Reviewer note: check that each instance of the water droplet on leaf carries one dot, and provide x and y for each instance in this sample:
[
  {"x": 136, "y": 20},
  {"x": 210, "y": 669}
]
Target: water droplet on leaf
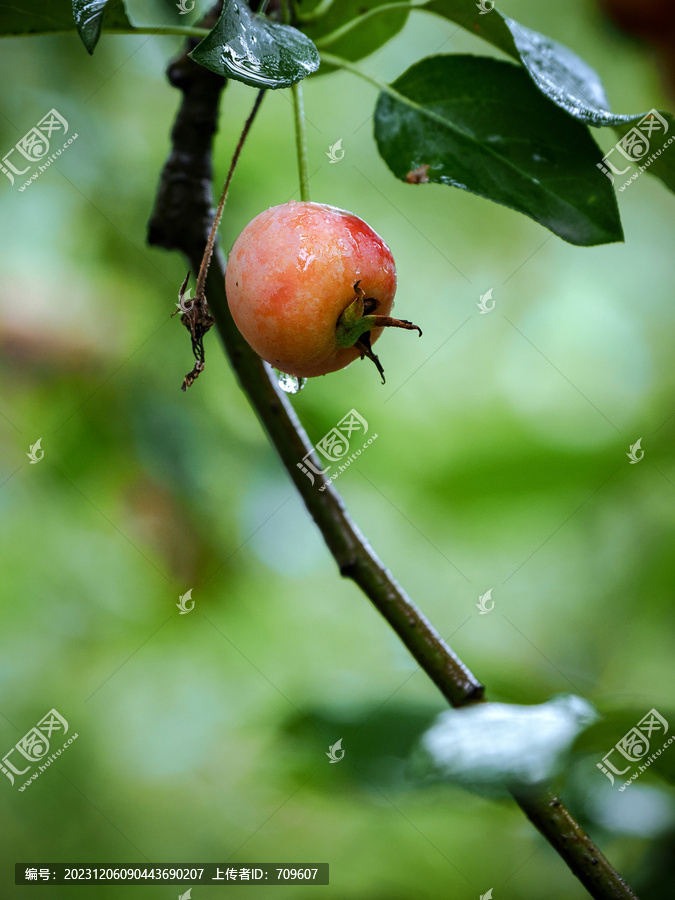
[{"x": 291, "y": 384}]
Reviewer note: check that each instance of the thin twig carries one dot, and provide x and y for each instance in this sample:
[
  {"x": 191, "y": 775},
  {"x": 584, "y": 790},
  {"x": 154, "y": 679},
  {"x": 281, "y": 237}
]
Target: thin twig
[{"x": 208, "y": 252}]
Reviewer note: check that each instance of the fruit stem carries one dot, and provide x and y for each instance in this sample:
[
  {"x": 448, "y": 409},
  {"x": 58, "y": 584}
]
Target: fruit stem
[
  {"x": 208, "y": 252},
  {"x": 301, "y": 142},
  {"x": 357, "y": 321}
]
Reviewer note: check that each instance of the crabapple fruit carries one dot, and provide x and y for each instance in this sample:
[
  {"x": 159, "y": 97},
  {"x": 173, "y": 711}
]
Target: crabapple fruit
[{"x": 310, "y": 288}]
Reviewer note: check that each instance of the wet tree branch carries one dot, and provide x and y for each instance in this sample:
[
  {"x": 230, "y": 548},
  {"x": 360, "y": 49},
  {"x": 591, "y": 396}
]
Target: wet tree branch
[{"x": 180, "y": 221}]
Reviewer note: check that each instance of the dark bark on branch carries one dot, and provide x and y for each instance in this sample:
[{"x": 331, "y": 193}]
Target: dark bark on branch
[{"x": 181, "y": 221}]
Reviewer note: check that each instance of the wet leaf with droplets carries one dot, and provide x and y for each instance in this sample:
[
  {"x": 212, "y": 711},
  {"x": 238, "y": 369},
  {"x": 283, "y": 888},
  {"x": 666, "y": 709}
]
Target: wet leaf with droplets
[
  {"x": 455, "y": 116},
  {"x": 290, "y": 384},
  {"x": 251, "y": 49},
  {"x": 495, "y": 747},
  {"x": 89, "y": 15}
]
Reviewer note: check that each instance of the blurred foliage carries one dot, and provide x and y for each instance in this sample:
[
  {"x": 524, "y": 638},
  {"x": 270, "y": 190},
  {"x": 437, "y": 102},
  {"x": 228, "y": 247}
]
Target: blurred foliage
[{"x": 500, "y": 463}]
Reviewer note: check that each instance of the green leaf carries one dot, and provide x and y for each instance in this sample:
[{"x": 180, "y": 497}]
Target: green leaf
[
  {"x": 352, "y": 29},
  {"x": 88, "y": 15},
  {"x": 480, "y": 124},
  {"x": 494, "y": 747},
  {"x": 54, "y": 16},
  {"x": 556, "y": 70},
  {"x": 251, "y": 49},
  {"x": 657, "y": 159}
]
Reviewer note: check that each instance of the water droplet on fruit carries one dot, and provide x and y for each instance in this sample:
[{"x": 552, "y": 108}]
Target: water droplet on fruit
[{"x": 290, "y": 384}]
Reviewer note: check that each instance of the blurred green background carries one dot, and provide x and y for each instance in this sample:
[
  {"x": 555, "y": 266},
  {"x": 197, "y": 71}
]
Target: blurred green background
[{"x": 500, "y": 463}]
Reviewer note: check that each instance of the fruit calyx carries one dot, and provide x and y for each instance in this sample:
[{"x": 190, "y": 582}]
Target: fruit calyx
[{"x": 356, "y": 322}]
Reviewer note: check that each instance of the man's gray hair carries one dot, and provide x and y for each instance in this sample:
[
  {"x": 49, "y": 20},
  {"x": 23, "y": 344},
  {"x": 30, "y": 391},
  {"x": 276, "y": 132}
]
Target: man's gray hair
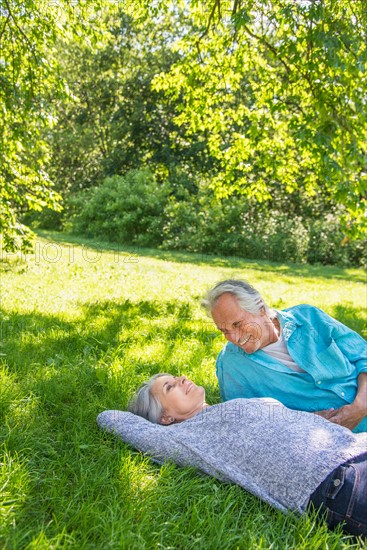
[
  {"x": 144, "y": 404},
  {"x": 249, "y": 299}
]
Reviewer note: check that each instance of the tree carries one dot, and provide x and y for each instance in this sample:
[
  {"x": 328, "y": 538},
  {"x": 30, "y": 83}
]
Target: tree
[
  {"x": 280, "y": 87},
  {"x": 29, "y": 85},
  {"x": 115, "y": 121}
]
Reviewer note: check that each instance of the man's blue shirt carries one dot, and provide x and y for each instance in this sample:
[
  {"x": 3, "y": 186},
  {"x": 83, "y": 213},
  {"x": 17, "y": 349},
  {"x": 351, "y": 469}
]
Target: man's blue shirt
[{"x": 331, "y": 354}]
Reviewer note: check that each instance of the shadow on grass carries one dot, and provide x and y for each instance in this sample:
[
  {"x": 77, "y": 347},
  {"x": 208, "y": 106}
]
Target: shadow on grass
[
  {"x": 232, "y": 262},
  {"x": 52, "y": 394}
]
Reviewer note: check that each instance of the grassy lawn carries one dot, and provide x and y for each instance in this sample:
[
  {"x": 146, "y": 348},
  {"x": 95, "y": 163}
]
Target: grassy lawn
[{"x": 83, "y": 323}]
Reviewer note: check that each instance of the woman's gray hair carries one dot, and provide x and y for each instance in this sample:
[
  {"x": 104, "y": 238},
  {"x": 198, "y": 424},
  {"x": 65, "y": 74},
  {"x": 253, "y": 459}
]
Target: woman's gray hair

=======

Working from the lines above, reproduce the material exactly and exclude its pictures.

SOLUTION TO THE EXERCISE |
Reviewer note: check that each instance of the water droplet on leaf carries one dot, and provide x and y for each instance in this sample:
[
  {"x": 136, "y": 20},
  {"x": 210, "y": 669}
]
Target: water droplet on leaf
[{"x": 291, "y": 384}]
Reviewer note: check that each instance of the thin twig carries one dot, and provide x and y for each instance in this sample:
[
  {"x": 191, "y": 775},
  {"x": 584, "y": 790},
  {"x": 154, "y": 679},
  {"x": 281, "y": 237}
]
Target: thin twig
[{"x": 208, "y": 252}]
Reviewer note: check that each instance of the fruit stem carries one dot, and provide x and y for each instance in this sample:
[
  {"x": 448, "y": 409},
  {"x": 58, "y": 584}
]
Target: fruit stem
[
  {"x": 208, "y": 252},
  {"x": 301, "y": 142},
  {"x": 357, "y": 321}
]
Reviewer note: check that each instance of the crabapple fruit carries one dot, and provide x and y for each instance in this sample:
[
  {"x": 159, "y": 97},
  {"x": 173, "y": 711}
]
Target: crabapple fruit
[{"x": 310, "y": 288}]
Reviewer note: check that each instance of the wet tree branch carries one dot, and provide x and y for each instance in this sample:
[
  {"x": 230, "y": 548},
  {"x": 360, "y": 49},
  {"x": 591, "y": 396}
]
Target: wet tree branch
[{"x": 180, "y": 221}]
Reviewer note: check that each instance of the dark bark on branch carries one dot, and provide x and y for each instance in this sample:
[{"x": 331, "y": 193}]
Target: dark bark on branch
[{"x": 181, "y": 221}]
Reviewer note: check that each instance of the wet leaf with droplets carries one dot, and provide x and y for each instance in this sample:
[
  {"x": 212, "y": 711},
  {"x": 238, "y": 369},
  {"x": 283, "y": 888},
  {"x": 666, "y": 709}
]
Target: wet leaf with droplets
[
  {"x": 455, "y": 116},
  {"x": 290, "y": 384},
  {"x": 251, "y": 49},
  {"x": 495, "y": 747},
  {"x": 89, "y": 15}
]
Reviewer note: check that each instance of the blurred foliage carries one dot, and provide x and y for each instance in this sample:
[
  {"x": 524, "y": 638},
  {"x": 270, "y": 190},
  {"x": 437, "y": 102},
  {"x": 228, "y": 247}
]
Target: blurred foliage
[{"x": 500, "y": 463}]
Reviewer note: check that each instance of the green leaf carries one dot, and provide x and y for each instance in this sample:
[{"x": 180, "y": 497}]
Target: green leaf
[
  {"x": 352, "y": 29},
  {"x": 88, "y": 15},
  {"x": 480, "y": 124},
  {"x": 494, "y": 747},
  {"x": 54, "y": 16},
  {"x": 556, "y": 70},
  {"x": 251, "y": 49},
  {"x": 657, "y": 159}
]
Reviewer note: check that each instance of the water droplet on fruit carries one dot, and provide x and y for each instance in this sample:
[{"x": 552, "y": 108}]
Target: water droplet on fruit
[{"x": 290, "y": 384}]
Reviewer note: check that each instance of the blurred green background carries one dot, and provide x and y for each instance in this sample:
[
  {"x": 555, "y": 266},
  {"x": 197, "y": 71}
]
Target: blurred green background
[{"x": 500, "y": 463}]
Reviewer note: check that each instance of the fruit calyx carries one dot, and provide x and y for each instance in this sample:
[{"x": 190, "y": 582}]
Target: fruit calyx
[{"x": 356, "y": 322}]
Reviewer note: check that each instance of the man's gray hair carries one dot, and provide x and y for each instance in this sample:
[
  {"x": 49, "y": 20},
  {"x": 23, "y": 344},
  {"x": 30, "y": 391},
  {"x": 276, "y": 132}
]
Target: man's gray hair
[
  {"x": 144, "y": 404},
  {"x": 249, "y": 299}
]
Reviewer note: check that each instance of the tree carries one dot, and provide x and y for each instance in this sample:
[
  {"x": 328, "y": 538},
  {"x": 30, "y": 83}
]
Target: tree
[
  {"x": 280, "y": 87},
  {"x": 29, "y": 85},
  {"x": 115, "y": 121}
]
Reviewer note: check that each instance of the man's blue shirt carries one dot, and provide x and y for each instance in this sample:
[
  {"x": 3, "y": 186},
  {"x": 83, "y": 213},
  {"x": 17, "y": 349},
  {"x": 351, "y": 469}
]
Target: man's blue shirt
[{"x": 331, "y": 354}]
Reviewer note: check that each instance of the shadow on grass carries one dot, and provide x and y for each instance in this sample:
[
  {"x": 77, "y": 347},
  {"x": 208, "y": 106}
]
Target: shadow on grass
[
  {"x": 232, "y": 262},
  {"x": 52, "y": 394}
]
Reviewer note: check that each instance of the grassy lawn carries one dot, and provide x and y for each instance in this sample:
[
  {"x": 146, "y": 348},
  {"x": 95, "y": 163}
]
Target: grassy lawn
[{"x": 83, "y": 323}]
Reviewer note: check that each instance of the woman's gray hair carries one dot, and provide x and y for each instance in this sample:
[
  {"x": 104, "y": 238},
  {"x": 198, "y": 424},
  {"x": 65, "y": 74},
  {"x": 253, "y": 459}
]
Target: woman's gray hair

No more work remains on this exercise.